◆ **Selected text**:
This book was created to support instructors at the British Columbia Institute of Technology (BCIT) to teach online. The book in its entirety is used to support POLY 1025 Fostering Learning Online, part of the Associate Certificate in Polytechnic Teaching.[1]  It is meant to be used as notes to support the activities that take place in that course, rather than exist as a stand-alone textbook.

You might not be teaching at BCIT but the contents will still be useful to you, especially if you are teaching in a vocational, technical and professional education setting. One of the advantages of focusing on a particular teaching institution is that it provides specific context for the teaching decisions that we make.

Looking ahead to future initiatives, I have intentionally organized this book so that units may be drawn independently of it to support more narrowly focused faculty development opportunities. As with anything to do with teaching, the categories are never neatly bordered.

Online teaching in the context of this book means an instructor is facilitating learning that is mediated by an online learning environment. As such, I focus on using specific tools that are typically available in digital learning spaces such as discussion forums and web-conferencing tools. With these tools, instructors must lean on their teaching skills to interact with their students in a way that using other tools, such as a quiz tool, do not. Therefore, this book focuses on the areas of online learning that require instructors to respond to emergent and dynamic learning environments.

◆ **Extracted entries**:

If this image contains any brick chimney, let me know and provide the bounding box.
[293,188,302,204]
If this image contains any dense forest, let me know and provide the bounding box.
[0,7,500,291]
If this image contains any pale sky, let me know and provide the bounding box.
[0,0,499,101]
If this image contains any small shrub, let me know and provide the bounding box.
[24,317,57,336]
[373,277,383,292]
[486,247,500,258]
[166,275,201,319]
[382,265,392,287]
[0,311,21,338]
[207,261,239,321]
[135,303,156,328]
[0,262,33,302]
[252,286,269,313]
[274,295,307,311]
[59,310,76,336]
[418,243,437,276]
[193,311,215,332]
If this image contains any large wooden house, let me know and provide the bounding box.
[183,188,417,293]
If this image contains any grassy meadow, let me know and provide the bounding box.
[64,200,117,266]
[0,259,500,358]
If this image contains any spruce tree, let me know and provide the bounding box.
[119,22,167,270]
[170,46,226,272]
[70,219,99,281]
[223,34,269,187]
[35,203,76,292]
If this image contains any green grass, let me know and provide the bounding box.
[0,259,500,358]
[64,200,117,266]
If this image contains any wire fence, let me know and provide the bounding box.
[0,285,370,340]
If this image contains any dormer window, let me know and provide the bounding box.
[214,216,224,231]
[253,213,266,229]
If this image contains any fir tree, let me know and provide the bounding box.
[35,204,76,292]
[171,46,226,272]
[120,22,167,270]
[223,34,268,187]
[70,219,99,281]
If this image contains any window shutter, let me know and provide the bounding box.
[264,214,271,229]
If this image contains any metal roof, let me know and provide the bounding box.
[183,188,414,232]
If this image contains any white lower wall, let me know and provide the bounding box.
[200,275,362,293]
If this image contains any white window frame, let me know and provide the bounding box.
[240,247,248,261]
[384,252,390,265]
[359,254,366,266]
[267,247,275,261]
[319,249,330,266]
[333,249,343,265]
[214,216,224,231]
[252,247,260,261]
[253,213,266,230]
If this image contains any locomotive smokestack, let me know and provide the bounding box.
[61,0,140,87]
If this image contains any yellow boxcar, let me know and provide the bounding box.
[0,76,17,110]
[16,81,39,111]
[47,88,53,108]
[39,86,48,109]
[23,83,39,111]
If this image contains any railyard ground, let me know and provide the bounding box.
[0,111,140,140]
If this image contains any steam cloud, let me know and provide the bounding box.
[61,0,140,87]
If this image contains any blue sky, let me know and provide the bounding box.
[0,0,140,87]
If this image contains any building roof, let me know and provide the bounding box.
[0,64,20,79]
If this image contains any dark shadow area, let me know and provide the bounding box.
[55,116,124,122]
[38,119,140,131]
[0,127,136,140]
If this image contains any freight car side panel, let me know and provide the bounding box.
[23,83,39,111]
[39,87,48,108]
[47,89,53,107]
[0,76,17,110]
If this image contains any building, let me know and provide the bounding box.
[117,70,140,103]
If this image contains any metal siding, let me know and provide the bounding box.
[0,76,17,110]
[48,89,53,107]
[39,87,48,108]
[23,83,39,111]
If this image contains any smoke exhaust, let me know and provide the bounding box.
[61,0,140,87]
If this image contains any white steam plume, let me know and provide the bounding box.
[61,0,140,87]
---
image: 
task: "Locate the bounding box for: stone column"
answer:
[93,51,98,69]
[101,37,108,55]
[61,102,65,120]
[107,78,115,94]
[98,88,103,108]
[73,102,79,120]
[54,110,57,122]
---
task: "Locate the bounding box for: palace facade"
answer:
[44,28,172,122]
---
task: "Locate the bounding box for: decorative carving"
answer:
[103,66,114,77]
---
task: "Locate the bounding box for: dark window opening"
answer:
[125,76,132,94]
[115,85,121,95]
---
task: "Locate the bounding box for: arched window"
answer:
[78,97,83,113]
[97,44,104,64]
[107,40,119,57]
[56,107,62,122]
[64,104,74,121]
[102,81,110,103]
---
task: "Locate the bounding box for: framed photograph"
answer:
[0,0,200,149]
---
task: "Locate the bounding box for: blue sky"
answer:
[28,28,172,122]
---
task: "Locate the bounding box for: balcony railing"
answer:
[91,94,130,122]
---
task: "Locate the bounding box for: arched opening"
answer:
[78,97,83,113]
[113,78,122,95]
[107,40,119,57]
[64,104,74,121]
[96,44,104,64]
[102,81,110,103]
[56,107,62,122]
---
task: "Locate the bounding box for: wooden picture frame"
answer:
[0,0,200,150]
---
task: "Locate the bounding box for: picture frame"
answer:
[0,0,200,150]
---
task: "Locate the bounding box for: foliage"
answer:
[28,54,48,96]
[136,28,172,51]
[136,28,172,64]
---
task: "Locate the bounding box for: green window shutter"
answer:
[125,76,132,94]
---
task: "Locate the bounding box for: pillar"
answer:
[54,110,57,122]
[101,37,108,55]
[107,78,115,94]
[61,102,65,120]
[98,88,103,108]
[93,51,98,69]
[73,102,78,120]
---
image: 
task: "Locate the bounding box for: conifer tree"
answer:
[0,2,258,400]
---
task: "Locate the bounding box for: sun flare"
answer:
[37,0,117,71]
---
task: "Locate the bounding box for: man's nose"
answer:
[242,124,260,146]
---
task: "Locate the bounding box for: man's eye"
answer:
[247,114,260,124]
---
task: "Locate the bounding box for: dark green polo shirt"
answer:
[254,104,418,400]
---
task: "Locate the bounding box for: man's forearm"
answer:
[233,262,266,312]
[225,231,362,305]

◆ **Tasks and exercises**:
A – In the text about teaching online, which course is the book used in its entirety to support?
B – Retype the text about teaching online from "This book was" up to and including "a stand-alone textbook.".
C – Pick up the text about teaching online after its final sentence and keep writing.

◆ **Responses to the exercise**:
A – POLY 1025 Fostering Learning Online, part of the Associate Certificate in Polytechnic Teaching.

B –
This book was created to support instructors at the British Columbia Institute of Technology (BCIT) to teach online. The book in its entirety is used to support POLY 1025 Fostering Learning Online, part of the Associate Certificate in Polytechnic Teaching.[1]  It is meant to be used as notes to support the activities that take place in that course, rather than exist as a stand-alone textbook.

C –
The book is divided into 5 units as follows:

Unit 1: Building and Sustaining Community Online

In this unit, the Community of Inquiry framework is introduced in order to provide the conceptual language of good online learning experiences and what they might look like when applied to practice.

Unit 2: What’s Online: Defining and Designing Digital Learning Spaces

It is beyond the scope of this book to discuss online course design but online course design is an integral element to how a course gets taught. The different course delivery modes are discussed in this unit, and a brief overview is shared that describes a course development process based on quality concepts.

Unit 3: Being an Online Instructor

This unit is divided into two parts. The first part is about the instructing-side of being an online instructor: pedagogies conducive to the affordances of the online environment and providing feedback to students through assessment and evaluation. The second part of the unit offers typical practices in providing support and assigning tasks that lead to positive student learning outcomes.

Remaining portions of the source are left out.